(Lines of data)
╭──

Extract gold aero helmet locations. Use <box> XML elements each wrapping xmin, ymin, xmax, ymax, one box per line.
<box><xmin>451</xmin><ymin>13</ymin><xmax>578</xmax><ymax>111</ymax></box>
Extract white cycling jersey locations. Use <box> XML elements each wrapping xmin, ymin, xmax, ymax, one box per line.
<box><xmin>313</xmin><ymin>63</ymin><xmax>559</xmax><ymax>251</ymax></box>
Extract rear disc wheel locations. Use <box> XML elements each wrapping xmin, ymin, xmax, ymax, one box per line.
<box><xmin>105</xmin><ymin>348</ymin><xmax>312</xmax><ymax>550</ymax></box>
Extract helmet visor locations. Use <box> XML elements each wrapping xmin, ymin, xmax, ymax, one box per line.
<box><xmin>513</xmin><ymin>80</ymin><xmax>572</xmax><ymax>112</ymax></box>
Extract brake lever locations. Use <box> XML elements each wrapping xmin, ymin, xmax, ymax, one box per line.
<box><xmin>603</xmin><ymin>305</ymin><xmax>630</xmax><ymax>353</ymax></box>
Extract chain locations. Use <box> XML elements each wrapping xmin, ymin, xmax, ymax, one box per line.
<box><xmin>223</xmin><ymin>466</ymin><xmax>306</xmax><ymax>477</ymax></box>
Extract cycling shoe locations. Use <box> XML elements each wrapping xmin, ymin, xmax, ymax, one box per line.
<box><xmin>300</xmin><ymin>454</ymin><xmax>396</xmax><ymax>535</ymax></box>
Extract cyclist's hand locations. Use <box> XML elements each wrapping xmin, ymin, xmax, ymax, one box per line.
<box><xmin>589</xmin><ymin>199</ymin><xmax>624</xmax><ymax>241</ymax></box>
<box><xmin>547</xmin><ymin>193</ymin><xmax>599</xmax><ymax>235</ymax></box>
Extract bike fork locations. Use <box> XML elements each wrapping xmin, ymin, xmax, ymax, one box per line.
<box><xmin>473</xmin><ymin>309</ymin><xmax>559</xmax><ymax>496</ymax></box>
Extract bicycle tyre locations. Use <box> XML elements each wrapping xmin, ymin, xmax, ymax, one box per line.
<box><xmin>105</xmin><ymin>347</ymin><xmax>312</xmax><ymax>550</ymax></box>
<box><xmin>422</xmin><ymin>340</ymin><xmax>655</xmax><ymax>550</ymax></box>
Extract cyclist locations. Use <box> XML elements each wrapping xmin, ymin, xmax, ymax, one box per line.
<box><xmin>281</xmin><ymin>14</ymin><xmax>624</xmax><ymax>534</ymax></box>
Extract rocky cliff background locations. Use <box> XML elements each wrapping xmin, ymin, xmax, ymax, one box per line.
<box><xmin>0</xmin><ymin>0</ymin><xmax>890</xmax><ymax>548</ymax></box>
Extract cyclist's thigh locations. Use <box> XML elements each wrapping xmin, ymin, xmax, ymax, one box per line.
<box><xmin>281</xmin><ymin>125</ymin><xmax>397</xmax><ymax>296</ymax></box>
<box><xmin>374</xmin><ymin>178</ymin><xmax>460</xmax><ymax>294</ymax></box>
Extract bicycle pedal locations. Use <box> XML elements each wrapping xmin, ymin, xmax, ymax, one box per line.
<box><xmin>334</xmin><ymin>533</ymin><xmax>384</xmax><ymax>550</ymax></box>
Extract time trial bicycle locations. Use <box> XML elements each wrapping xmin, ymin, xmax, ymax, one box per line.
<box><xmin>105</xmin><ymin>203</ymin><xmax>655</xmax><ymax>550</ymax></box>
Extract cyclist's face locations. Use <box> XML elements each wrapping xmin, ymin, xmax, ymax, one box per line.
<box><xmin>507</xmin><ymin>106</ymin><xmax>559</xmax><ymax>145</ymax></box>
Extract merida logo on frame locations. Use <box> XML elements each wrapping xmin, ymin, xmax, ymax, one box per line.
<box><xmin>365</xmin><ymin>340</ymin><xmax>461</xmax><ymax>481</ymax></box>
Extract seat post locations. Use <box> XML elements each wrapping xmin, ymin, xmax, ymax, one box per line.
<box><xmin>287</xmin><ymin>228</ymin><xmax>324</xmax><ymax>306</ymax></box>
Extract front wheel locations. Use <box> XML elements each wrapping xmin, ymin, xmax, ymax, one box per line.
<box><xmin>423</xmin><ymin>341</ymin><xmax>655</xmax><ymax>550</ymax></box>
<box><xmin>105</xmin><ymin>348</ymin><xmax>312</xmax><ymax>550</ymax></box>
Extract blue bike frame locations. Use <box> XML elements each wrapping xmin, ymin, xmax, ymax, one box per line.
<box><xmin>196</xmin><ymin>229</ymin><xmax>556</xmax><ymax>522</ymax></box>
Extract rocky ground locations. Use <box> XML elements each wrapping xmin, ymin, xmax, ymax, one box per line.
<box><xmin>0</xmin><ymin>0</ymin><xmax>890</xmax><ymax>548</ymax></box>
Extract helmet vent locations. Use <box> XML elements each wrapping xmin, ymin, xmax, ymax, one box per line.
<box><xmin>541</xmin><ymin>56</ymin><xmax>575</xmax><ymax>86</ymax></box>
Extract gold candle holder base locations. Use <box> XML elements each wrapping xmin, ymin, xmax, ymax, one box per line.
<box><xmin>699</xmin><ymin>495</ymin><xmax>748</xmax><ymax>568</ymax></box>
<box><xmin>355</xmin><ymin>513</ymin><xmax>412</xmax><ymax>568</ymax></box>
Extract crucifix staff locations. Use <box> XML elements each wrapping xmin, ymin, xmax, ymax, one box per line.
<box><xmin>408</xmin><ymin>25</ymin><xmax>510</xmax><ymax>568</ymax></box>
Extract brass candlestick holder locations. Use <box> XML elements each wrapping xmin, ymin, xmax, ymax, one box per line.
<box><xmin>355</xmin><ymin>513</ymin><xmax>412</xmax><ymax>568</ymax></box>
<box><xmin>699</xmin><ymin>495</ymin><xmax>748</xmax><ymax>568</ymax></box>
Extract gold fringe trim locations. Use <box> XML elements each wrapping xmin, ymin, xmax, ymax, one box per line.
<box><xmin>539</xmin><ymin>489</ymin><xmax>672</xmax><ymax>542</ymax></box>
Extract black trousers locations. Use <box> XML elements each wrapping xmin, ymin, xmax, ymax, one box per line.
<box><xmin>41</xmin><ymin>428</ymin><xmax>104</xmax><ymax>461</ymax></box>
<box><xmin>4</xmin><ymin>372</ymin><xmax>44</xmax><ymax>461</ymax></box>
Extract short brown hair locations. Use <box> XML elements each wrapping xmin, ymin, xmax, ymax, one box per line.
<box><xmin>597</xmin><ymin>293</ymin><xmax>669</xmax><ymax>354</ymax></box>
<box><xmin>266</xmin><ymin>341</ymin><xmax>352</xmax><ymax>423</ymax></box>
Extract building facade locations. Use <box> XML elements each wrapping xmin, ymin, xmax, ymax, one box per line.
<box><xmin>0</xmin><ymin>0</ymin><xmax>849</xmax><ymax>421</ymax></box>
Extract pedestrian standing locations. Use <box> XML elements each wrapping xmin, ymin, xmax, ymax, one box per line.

╰──

→ GIVEN PROBLEM: Reproduce the material word for word, beginning with the line that contains "Extract short brown" and continuing through the final line, both included.

→ RESPONSE TO THIS EXERCISE:
Extract short brown hair locations. Use <box> XML elements each wrapping xmin, ymin, xmax, ymax, one box per line.
<box><xmin>597</xmin><ymin>293</ymin><xmax>669</xmax><ymax>354</ymax></box>
<box><xmin>266</xmin><ymin>341</ymin><xmax>352</xmax><ymax>423</ymax></box>
Extract building facade locations. Use <box> XML elements each wrapping xmin, ymin, xmax, ymax, one box per line.
<box><xmin>0</xmin><ymin>0</ymin><xmax>849</xmax><ymax>421</ymax></box>
Extract pedestrian standing locations. Use <box> XML elements each wrapping xmin, ymin, xmax, ymax, one box per line.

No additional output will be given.